• **WORK REQUEST A**
From the passage on ABCG2 gene regulation, list the mouse tissues and cell lines in which Abcg2 expression was found not to be regulated by AHR activation.
• **WORK REQUEST B**
Reproduce the stretch of the passage on ABCG2 gene regulation from "Regulatory elements at" through "start site (TSS).".
SELECTED EXCERPT below:
As observed with the ABCB1 gene, several response elements are present in the ABCG2 gene that enable recruitment of transcription factors and initiation of gene transcription. The ABCG2 gene, located on chromosome 4q22, also has two promoters, upstream and downstream, that lead to different splicing in the 5′ untranslated region (Bailey-Dell et al., 2001; Campbell et al., 2011). Transcripts with different forms of the 5′ untranslated region contribute to the tissue-specific expression of BCRP. The downstream promoter, located at 18 kb upstream of ATG-containing exon, produces the major transcripts (Fig. 2). Therefore, the following discussion will focus on the downstream promoter. The ABCG2 promoter, like the ABCB1 promoter, lacks a TATA-box but contains multiple binding sites for Sp1 and AP2 transcription factors in proximity to the TSS (at −49 and −50 bp upstream of the TSS). A potential initiator sequence is also found within the ABCG2 promoter (CCACTGC). An AP1 binding site, CCAAT box, and additional Sp1 sites were also identified within −400 bp of the 5′ flanking region. Analysis of the ABCG2 promoter activity using deletion constructs revealed that the sequence up to −312 bp upstream from the TSS confers basal promoter activity. Furthermore, this study suggested the presence of positive regulatory element(s) between −1285 and −628 bp and negative regulatory element(s) between −628 and −312 bp upstream of the TSS (Bailey-Dell et al., 2001).

Fig. 2.

Fig. 2.

Regulatory elements at the human ABCG2 gene promoter. The location of key transcription factor binding sites in the human ABCG2 promoter are shown as the number of base pairs relative to the transcriptional start site (TSS).

Several ligand-activated receptors have been implicated in the regulation of ABCG2 transcription. Ee et al. (2004) identified a functional estrogen response element between −187 and −173 bp of the 5′-flanking region of ABCG2, which was shown to interact with the estrogen receptor to mediate ABCG2 gene activation. Also, the sequences from −1285 to −628 bp and from −243 to −115 bp in the 5′-flanking region were critical for progesterone-activated BCRP transcription, suggesting the presence of two putative progesterone response elements at these locations (Wang et al., 2008). A functional DRE recognized by AHR was also found near the ABCG2 promoter (−194 to −190 bp) (Tan et al., 2010). Interestingly, the same study revealed that mouse Abcg2 gene expression in mouse liver, mammary tissue, and intestinal carcinoma cell lines was not regulated by AHR activation. Indeed, the authors found that there were no conserved putative DREs between human ABCG2 and mouse Abcg2 genes. Additional response elements of xenobiotic-activated transcription factors, including the constitutive androstane receptor and peroxisome proliferator–activated receptor α and γ, were also found at distal locations in the ABCG2 gene (Szatmari et al., 2006; Benoki et al., 2012; Hoque et al., 2012, 2015; Lin et al., 2017). Lastly, stress signals such as hypoxia and inflammation are also known to regulate BCRP expression (Krishnamurthy et al., 2004; Wang et al., 2010; Francois et al., 2017). In summary, the ABCG2 gene, like ABCB1, contains binding sites for numerous transcription factors that can interact to regulate the rate and extent of transactivation.
End of SELECTED EXCERPT.
DATA EXCERPT below:
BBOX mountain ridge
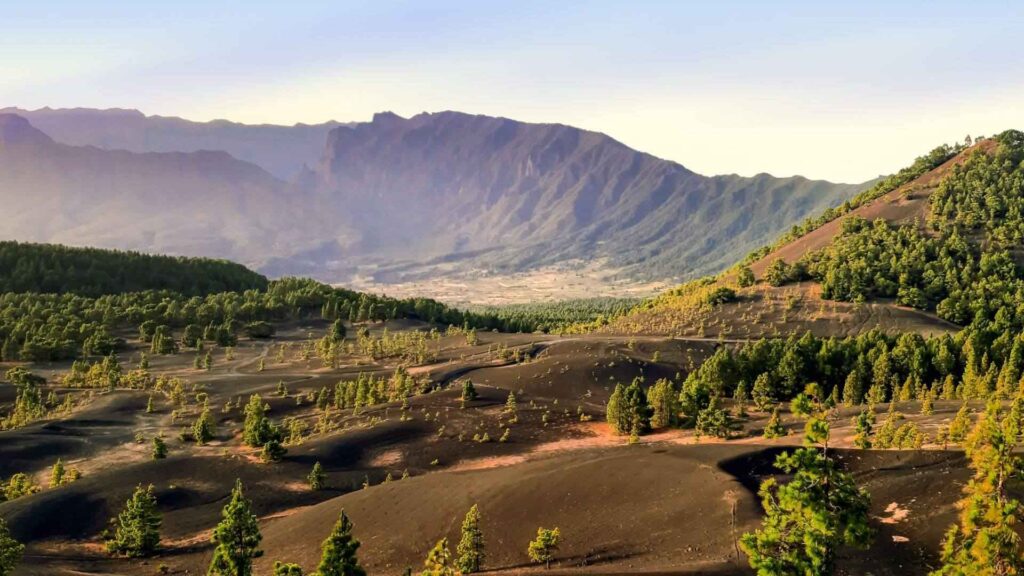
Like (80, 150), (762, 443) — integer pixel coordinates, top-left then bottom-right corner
End of DATA EXCERPT.
• **WRITTEN ANSWER A**
- Liver
- Mammary tissue
- Intestinal carcinoma cell lines

• **WRITTEN ANSWER B**
Regulatory elements at the human ABCG2 gene promoter. The location of key transcription factor binding sites in the human ABCG2 promoter are shown as the number of base pairs relative to the transcriptional start site (TSS).